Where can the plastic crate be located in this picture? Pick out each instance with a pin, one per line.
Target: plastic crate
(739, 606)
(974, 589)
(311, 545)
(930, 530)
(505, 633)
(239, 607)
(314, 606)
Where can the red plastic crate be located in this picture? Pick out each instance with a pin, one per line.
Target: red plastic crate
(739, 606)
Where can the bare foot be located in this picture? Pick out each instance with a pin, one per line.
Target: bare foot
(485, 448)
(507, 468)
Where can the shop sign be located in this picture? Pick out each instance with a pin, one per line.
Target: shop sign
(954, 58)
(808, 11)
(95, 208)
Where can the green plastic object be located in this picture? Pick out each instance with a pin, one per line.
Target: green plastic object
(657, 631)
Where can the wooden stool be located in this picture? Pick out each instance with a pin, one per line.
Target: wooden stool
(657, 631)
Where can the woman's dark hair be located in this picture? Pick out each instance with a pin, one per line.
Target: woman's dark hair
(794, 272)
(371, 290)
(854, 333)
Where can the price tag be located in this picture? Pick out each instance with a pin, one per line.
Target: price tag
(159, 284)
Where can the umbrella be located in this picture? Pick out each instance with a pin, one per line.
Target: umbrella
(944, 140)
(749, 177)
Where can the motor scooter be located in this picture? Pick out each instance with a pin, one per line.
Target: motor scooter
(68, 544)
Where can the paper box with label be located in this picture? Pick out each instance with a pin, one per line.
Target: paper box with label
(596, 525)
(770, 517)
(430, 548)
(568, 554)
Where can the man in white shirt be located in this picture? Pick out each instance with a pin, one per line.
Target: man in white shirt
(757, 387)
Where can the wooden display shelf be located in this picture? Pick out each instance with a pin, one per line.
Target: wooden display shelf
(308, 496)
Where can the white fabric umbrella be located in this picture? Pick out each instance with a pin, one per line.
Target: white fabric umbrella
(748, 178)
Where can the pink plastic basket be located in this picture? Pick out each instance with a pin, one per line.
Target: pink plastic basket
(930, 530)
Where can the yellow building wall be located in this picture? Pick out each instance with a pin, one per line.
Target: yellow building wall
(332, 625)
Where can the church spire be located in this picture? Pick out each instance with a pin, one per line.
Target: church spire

----------------

Work to complete
Where the string "church" appears in a line of the entries above, return that line.

Answer box
Where can the church spire be located in this picture? Pick out each instance with a pin, one per line.
Target: church spire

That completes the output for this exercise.